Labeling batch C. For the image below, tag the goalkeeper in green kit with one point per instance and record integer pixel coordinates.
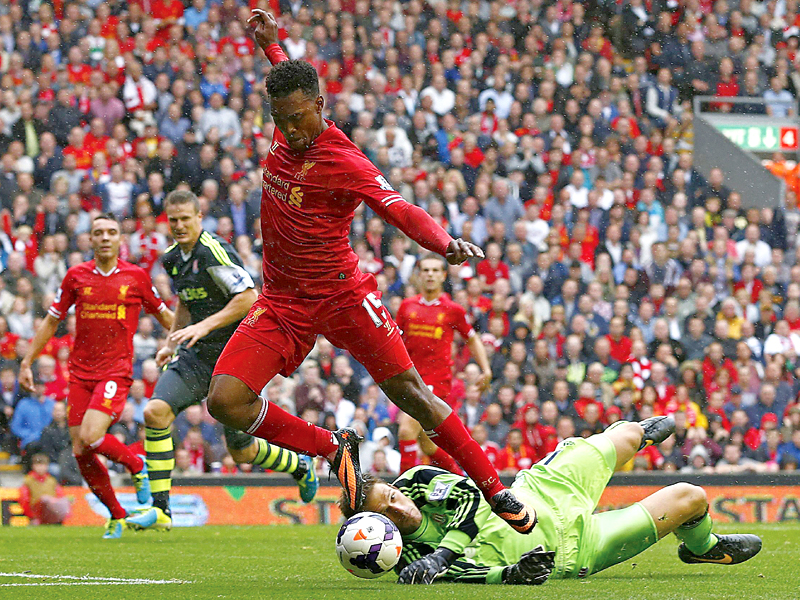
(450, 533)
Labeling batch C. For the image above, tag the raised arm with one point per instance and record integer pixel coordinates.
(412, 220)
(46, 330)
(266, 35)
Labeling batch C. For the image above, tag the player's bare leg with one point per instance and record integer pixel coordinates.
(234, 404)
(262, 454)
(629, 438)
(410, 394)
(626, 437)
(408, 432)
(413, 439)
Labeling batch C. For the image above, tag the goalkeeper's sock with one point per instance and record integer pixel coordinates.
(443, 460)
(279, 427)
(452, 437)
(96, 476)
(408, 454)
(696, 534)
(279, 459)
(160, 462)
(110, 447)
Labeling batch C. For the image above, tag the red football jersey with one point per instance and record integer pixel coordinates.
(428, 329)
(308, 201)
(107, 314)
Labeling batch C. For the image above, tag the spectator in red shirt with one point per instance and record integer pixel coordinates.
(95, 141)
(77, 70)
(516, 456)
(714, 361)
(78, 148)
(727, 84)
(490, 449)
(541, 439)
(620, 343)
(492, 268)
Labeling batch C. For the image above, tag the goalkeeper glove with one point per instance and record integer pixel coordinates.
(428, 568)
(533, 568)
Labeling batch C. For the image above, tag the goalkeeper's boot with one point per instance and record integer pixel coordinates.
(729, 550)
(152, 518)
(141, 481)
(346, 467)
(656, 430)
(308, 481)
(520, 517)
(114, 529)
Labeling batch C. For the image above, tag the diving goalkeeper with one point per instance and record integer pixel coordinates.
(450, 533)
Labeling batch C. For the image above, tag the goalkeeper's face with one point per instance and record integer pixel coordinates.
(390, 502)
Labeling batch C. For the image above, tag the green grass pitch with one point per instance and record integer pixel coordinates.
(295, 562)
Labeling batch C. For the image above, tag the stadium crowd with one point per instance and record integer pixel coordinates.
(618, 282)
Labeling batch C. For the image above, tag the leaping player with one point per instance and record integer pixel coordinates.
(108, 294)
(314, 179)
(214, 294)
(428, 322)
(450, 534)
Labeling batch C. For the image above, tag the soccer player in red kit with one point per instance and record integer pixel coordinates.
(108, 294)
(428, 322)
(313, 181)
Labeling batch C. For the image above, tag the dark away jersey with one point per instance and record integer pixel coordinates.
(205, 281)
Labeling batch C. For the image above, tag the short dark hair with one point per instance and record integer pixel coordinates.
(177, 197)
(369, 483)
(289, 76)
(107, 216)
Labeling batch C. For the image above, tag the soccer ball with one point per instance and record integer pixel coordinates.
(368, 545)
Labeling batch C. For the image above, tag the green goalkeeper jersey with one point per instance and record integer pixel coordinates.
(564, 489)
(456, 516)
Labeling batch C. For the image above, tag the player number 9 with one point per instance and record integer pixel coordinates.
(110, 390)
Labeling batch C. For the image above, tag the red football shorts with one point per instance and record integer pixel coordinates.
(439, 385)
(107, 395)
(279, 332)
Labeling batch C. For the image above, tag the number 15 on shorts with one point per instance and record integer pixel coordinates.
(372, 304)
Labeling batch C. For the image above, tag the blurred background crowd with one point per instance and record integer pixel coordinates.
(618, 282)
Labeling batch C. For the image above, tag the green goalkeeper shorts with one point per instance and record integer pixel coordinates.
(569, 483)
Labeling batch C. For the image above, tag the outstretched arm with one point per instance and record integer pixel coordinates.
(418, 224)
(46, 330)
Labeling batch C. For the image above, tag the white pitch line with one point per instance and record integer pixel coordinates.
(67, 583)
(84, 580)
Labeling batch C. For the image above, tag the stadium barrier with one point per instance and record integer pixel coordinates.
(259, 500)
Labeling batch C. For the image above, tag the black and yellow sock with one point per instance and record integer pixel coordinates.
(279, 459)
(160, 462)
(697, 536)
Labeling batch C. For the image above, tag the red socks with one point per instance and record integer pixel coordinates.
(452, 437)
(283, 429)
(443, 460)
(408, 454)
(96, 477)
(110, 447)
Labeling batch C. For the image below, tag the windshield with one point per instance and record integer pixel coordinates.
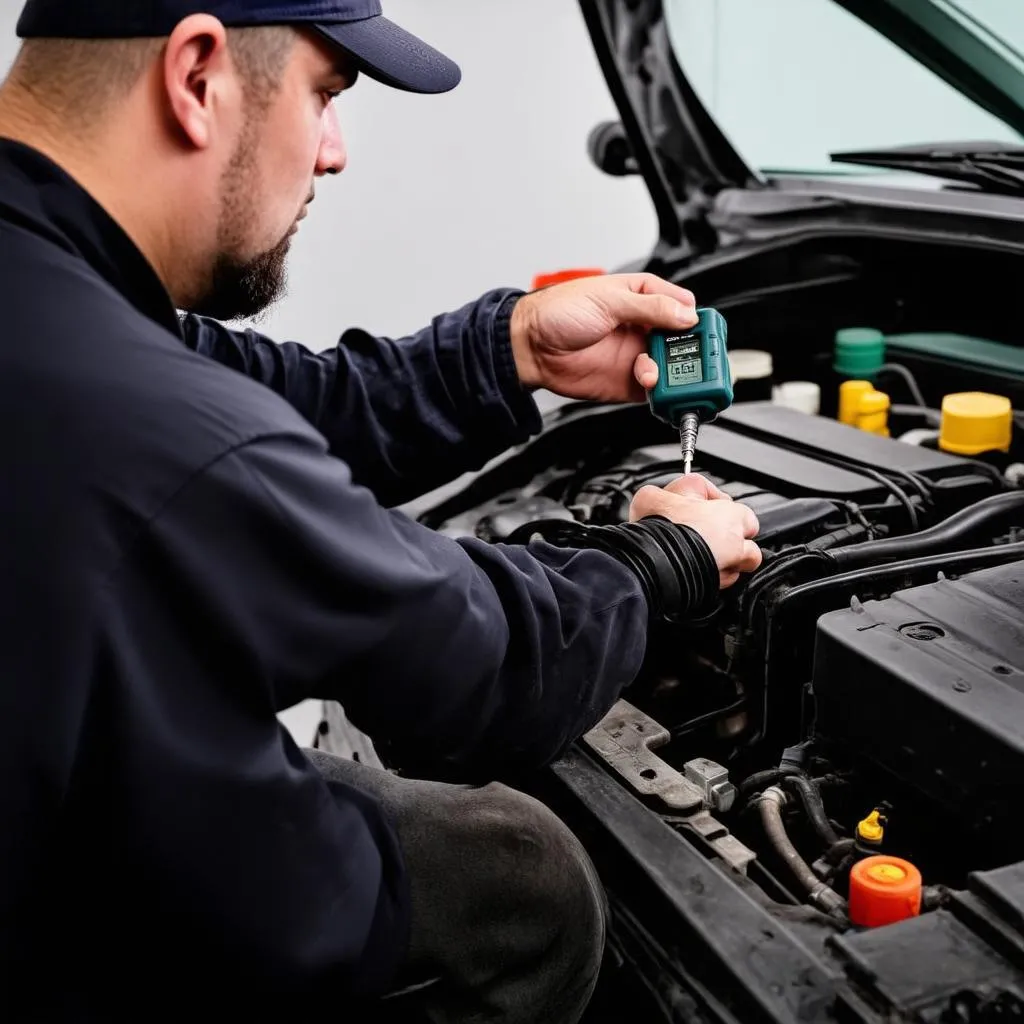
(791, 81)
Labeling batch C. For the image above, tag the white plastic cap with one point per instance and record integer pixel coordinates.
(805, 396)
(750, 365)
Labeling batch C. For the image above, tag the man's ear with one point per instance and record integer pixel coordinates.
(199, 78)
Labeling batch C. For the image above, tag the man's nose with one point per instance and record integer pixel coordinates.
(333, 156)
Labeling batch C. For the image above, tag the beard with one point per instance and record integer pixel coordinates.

:::

* TASK DESCRIPTION:
Without the pictures, transcribe the listing above exactly.

* RESPONSE:
Labeling batch C. For the image below, tag the goalkeeper in green kit with one point per instance and record integer pixel coordinates.
(450, 533)
Labeling batch C. For the image above, tag the raised arm with one point per instance and record integer pixel coordinates.
(412, 220)
(46, 330)
(266, 35)
Labeling batch C. For the image above, tag the player's bare leg with one point per instance and record integer pixel coordinates.
(234, 404)
(262, 454)
(629, 438)
(410, 394)
(626, 437)
(408, 432)
(413, 439)
Labeling batch C. For the image above, tag the goalkeeper's sock with one point per instance and record integer pixel coordinates.
(443, 460)
(279, 427)
(452, 437)
(96, 476)
(408, 454)
(696, 534)
(279, 459)
(160, 462)
(110, 447)
Labeling batch C. For the image above, tag the red football jersey with one point per instance and record integer pixel coordinates.
(428, 329)
(308, 201)
(107, 314)
Labeling batch C. For the image above, tag the spectator in red shirt with one point per instance and record integer pixel coordinates.
(95, 141)
(77, 70)
(516, 456)
(714, 361)
(78, 148)
(727, 84)
(490, 449)
(541, 439)
(620, 343)
(492, 268)
Labeling batch C. For the image above, tag the goalkeeper glove with one point per instance and record integer pixel coordinates.
(428, 568)
(533, 568)
Labeling batch C. For the image above, tag the goalkeeper's boot with one point per instance and record integer pixel coordinates.
(729, 550)
(152, 518)
(141, 481)
(346, 467)
(656, 430)
(308, 481)
(520, 517)
(114, 529)
Labeling batch C. For the image above, tag the diving goalkeeper with one point per instance and record integer pixel coordinates.
(450, 533)
Labeling batch C. For the image above, tag the goalkeeper's face with one point per instance and record integer pixel coordinates.
(390, 502)
Labeling batch C. For the image above, tag the green grass pitch with one point per instance and record integer pixel coordinates.
(295, 562)
Labeling batch C. For the image above, tag the stadium crowd with one point per instance and record integer pixel coordinates.
(618, 282)
Labeling batch C. For the image above, tag the leaping player with one point per instance and record integer pixel coordinates.
(108, 294)
(314, 179)
(214, 294)
(428, 322)
(450, 534)
Labeling batch C. For the image above, tag the soccer player in red kit with one point per instance and record integer pixel coordinates.
(108, 294)
(428, 322)
(313, 181)
Labeling batch C. For the image above, tag the dark away jersey with one point per instance and record integer pixel coordinates.
(205, 281)
Labeling batch C. For the image above, tag the short dark hair with one point per instance and record integer pixel coordinates.
(177, 197)
(369, 483)
(289, 76)
(107, 216)
Labeling batch C. For the image above, tag the soccer ball with one point per instance and record integer pixel coordinates.
(368, 545)
Labeling batch C. For the image above, tag the green goalkeeper jersey with one point per instance and record integer pixel coordinates.
(564, 489)
(456, 516)
Labeling batch C. For the image above, tag the player number 9 with one point per instance and record integer pixel coordinates.
(110, 390)
Labeling batch C. For the image above, tag the red football shorts with one point per instance and record integer pixel coordinates.
(439, 385)
(107, 395)
(279, 332)
Labeling batch C. For the image above, tag the number 15 on shorts with one point per instance and record integer pixel coordinates.
(372, 304)
Labeling batch C. For the image above, tag the blurred background crowd with one point per instance and record integer pixel coordinates.
(618, 282)
Labeling batch C. For the image above, tag the green goalkeeper shorts with one point per instance and record integer pixel coordinates.
(569, 483)
Labeling batch C. For the image above, tag the outstretched arm with one point per instance and record integer pixel coordinates.
(418, 224)
(46, 330)
Labeling batch C. For the image above, tag the white pitch line with one point per instance and record integer pixel coordinates.
(67, 583)
(84, 580)
Labeling batch C. For the image above, tag the stadium barrier with one point per instance and record integer pixel coordinates.
(259, 500)
Labeling batch C. For the image above, tag the black and yellow sock with one point per instance and record integer pixel coordinates.
(279, 459)
(160, 462)
(697, 536)
Labeling batch C. For the image above, tag the red socks with one point per instance and record integer pixel coordinates.
(452, 437)
(283, 429)
(443, 460)
(408, 454)
(96, 477)
(110, 447)
Labeling batch C. For the image below, tag the windshield with one point per instance and record integer pixel coordinates.
(791, 81)
Labeling batch C. For the image above, tag the white plastic cap with one point per instance and record integer pixel coordinates.
(805, 396)
(750, 365)
Labeling batch C. For the image above, tag the man's ear with one point per instance and record integer pixel coordinates.
(199, 78)
Labeling batch C. For the image above, tag the man's nose with one point per instance and record integer pixel coordinates.
(333, 156)
Labeling batch C. For the image above, tag the beard with one point per instance and record integer pixel coordinates.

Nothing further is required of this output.